Additionally, Tuft & Needle has taken a 180-degree turn on how to approach corporate policies that affect their customers. No more gooey terms of service and confusingly written guarantees with regard to refunds. They have clearly laid out who they are, what they stand for, what they do as a business and what you get out of it all. Even the internal management of the operation is fair, equal and innovative in style.
I was able to join the T&N team for their Monday afternoon tea, a weekly gathering where all the employees enjoy a range of top-notch teas, a spread of various meats and cheeses and a little time to ease into the work week. This team is a family, and together they’ve built a very innovative operation created on the foundation of honesty and spread by way of recommendations from truly happy customers.
JT’s bad mattress-buying experience motivated the creation of Tuft & Needle, but was this concept already in the cards, or was it a completely new direction?

• • • • •

» **SET OF TASKS**:
[1] Rewrite the Tuft & Needle passage starting at "I was able to" and ending at "completely new direction?", putting "Friday" in place of "Monday".
[2] According to the Tuft & Needle passage, what four things has the company clearly laid out?
[3] Answer these questions using the Tuft & Needle passage.
(a) What did the company get rid of in its corporate policies?
(b) How often does the team's afternoon tea take place?
(c) What motivated the creation of Tuft & Needle?

» **SUPPLIED DATA**:
• • • • •

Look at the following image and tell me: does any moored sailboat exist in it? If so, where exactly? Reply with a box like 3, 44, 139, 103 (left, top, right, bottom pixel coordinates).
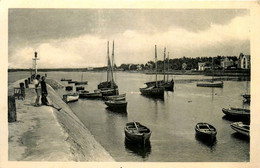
97, 41, 119, 96
139, 45, 164, 98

• • • • •

» **TASK-BY-TASK SOLUTIONS**:
[1]
I was able to join the T&N team for their Friday afternoon tea, a weekly gathering where all the employees enjoy a range of top-notch teas, a spread of various meats and cheeses and a little time to ease into the work week. This team is a family, and together they’ve built a very innovative operation created on the foundation of honesty and spread by way of recommendations from truly happy customers.
JT’s bad mattress-buying experience motivated the creation of Tuft & Needle, but was this concept already in the cards, or was it a completely new direction?

[2]
- Who they are
- What they stand for
- What they do as a business
- What you get out of it all

[3]
(a) Gooey terms of service and confusingly written guarantees with regard to refunds.
(b) Weekly, on Monday afternoons.
(c) JT's bad mattress-buying experience.